PROBLEM TO SOLVE:
Rescale the part of the records that opens with the line containing "Target: snowy mountain peak" and closes with the line containing "x=482, y=194". Write out every line of that part with each x and y coordinate multiplied by 2.05 and rounded to a whole number, halves rounding up, keep all other wording unchanged, and give only those lines.

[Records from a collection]
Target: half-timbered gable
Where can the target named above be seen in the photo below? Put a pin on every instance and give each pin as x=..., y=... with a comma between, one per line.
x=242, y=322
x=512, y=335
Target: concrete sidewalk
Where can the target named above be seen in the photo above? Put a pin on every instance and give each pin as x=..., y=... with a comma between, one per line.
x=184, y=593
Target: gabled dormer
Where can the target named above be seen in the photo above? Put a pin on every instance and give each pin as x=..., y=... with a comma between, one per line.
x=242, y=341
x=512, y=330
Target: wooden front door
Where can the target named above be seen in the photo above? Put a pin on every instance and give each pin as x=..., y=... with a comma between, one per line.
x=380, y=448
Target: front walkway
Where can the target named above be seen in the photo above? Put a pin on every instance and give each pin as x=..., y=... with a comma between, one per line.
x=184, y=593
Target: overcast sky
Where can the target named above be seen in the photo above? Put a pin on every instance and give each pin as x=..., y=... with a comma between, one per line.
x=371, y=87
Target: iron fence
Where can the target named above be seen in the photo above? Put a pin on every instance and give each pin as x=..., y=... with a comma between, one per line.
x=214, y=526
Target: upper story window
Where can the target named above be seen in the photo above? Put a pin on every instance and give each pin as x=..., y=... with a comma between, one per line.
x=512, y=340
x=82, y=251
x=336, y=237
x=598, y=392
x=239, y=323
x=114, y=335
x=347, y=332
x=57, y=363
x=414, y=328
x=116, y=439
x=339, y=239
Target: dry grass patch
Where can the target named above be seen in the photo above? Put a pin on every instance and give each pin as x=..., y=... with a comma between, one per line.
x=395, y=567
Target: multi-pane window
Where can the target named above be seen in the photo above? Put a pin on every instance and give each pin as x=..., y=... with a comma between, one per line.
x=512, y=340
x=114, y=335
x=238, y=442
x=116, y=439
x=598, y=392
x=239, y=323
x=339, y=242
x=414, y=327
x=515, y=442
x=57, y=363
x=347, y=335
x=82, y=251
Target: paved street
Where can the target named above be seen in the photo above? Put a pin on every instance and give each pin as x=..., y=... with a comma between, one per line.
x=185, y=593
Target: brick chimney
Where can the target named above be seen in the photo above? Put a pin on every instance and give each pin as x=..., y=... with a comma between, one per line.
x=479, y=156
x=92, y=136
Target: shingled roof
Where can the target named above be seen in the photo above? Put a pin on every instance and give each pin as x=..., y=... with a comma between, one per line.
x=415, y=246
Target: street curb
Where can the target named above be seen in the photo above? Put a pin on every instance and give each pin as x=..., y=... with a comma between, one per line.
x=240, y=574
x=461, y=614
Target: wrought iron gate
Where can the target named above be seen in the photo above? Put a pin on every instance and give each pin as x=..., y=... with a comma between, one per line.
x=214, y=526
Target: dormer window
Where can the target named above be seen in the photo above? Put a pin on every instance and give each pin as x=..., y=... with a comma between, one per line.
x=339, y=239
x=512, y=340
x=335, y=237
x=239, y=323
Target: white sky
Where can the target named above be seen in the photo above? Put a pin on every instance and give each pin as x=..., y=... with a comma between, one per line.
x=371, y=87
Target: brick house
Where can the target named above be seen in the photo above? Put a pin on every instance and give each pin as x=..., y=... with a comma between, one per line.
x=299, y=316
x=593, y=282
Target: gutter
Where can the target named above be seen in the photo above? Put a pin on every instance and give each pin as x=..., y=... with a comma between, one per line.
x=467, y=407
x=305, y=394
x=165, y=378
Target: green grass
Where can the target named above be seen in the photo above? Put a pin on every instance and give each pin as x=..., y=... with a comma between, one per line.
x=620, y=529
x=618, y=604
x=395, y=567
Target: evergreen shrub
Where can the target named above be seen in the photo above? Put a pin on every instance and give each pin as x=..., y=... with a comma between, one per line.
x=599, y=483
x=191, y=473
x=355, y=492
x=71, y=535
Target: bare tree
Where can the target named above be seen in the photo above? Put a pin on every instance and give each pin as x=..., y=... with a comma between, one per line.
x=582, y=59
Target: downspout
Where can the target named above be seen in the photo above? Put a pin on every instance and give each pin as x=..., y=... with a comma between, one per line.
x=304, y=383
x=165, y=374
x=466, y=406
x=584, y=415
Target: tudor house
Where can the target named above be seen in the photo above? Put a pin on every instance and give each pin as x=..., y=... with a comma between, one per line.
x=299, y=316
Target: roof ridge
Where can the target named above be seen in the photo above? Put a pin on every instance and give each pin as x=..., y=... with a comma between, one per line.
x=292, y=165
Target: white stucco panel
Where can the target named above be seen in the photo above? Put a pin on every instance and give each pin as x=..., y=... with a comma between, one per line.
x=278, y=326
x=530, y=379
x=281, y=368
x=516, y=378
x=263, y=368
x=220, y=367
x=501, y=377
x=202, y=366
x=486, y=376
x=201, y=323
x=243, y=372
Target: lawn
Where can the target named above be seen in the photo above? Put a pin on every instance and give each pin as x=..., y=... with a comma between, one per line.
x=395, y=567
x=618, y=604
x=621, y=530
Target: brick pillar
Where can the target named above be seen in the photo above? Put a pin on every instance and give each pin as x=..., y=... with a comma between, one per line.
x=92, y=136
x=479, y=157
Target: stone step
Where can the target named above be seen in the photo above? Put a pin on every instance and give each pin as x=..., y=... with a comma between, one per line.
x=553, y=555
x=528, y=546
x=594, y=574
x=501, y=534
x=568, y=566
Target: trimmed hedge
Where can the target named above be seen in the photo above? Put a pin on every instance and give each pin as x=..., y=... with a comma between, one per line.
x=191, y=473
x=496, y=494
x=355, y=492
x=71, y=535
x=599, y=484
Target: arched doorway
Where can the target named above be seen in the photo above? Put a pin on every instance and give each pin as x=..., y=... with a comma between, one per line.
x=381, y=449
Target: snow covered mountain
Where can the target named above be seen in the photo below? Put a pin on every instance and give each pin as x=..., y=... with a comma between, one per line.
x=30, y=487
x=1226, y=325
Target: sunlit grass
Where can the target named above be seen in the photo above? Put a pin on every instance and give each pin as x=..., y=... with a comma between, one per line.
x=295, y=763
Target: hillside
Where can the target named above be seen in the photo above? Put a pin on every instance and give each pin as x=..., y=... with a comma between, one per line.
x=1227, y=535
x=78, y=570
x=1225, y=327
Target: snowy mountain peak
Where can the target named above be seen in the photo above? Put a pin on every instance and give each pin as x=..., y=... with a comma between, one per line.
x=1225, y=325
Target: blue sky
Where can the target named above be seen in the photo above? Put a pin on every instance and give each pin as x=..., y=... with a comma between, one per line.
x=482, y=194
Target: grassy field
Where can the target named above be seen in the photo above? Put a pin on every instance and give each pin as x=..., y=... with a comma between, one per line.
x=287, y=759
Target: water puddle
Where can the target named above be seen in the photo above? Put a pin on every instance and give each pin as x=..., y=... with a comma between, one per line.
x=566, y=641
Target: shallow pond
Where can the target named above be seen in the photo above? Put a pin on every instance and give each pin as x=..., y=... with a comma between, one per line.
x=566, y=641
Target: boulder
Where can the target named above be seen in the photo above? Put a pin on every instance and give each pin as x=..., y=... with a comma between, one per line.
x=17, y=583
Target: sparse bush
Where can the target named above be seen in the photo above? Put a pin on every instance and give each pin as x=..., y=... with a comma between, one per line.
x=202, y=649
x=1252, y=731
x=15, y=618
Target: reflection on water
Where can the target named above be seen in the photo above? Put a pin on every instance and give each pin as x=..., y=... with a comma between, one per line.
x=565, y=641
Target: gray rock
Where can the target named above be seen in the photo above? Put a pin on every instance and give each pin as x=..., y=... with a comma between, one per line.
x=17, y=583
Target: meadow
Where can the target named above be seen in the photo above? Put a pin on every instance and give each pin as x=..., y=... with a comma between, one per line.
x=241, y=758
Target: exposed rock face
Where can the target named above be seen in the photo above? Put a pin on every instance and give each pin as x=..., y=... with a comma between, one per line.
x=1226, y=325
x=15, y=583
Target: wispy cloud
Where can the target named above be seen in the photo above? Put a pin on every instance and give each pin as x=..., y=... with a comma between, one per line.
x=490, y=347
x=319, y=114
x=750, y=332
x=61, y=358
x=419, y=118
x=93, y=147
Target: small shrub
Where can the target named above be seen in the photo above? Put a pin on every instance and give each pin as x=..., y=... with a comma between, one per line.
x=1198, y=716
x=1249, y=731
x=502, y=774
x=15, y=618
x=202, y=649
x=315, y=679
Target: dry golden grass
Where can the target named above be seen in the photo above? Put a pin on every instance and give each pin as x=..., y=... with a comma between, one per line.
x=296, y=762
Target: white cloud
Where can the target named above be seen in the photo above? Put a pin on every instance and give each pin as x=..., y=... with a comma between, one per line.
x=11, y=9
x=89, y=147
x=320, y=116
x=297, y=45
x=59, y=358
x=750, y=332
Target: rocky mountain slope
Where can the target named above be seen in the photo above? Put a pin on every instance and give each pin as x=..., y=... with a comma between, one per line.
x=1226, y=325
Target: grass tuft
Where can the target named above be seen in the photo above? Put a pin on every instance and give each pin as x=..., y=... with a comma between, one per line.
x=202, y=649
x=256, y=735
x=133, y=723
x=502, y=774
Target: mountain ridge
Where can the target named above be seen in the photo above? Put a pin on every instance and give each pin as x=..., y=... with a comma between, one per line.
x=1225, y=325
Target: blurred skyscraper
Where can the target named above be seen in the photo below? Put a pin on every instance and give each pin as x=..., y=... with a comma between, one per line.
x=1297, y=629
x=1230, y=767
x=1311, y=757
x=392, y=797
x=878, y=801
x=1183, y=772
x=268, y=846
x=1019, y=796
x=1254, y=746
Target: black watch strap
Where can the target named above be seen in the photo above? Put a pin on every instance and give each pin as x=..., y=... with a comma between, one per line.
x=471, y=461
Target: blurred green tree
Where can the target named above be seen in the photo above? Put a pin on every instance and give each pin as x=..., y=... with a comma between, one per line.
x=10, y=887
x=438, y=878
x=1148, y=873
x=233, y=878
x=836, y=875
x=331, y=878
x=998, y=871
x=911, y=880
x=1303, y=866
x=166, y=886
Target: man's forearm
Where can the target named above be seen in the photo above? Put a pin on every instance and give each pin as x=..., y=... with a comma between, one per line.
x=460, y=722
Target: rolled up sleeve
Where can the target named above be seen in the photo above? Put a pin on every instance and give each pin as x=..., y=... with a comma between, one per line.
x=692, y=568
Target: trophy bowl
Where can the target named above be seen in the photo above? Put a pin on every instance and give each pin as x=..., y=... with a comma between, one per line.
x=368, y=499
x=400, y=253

OUTPUT OF THE TASK:
Target: snowy mountain peak
Where can the target named above be seen in the photo above? Put a pin on every instance and give each pin as x=..., y=... with a comma between, one per line.
x=2511, y=666
Target: blue sky
Where can the target named above be seen in the photo above? Put a pin on every instance and give each pin as x=..., y=... with a comma between, one per line.
x=988, y=398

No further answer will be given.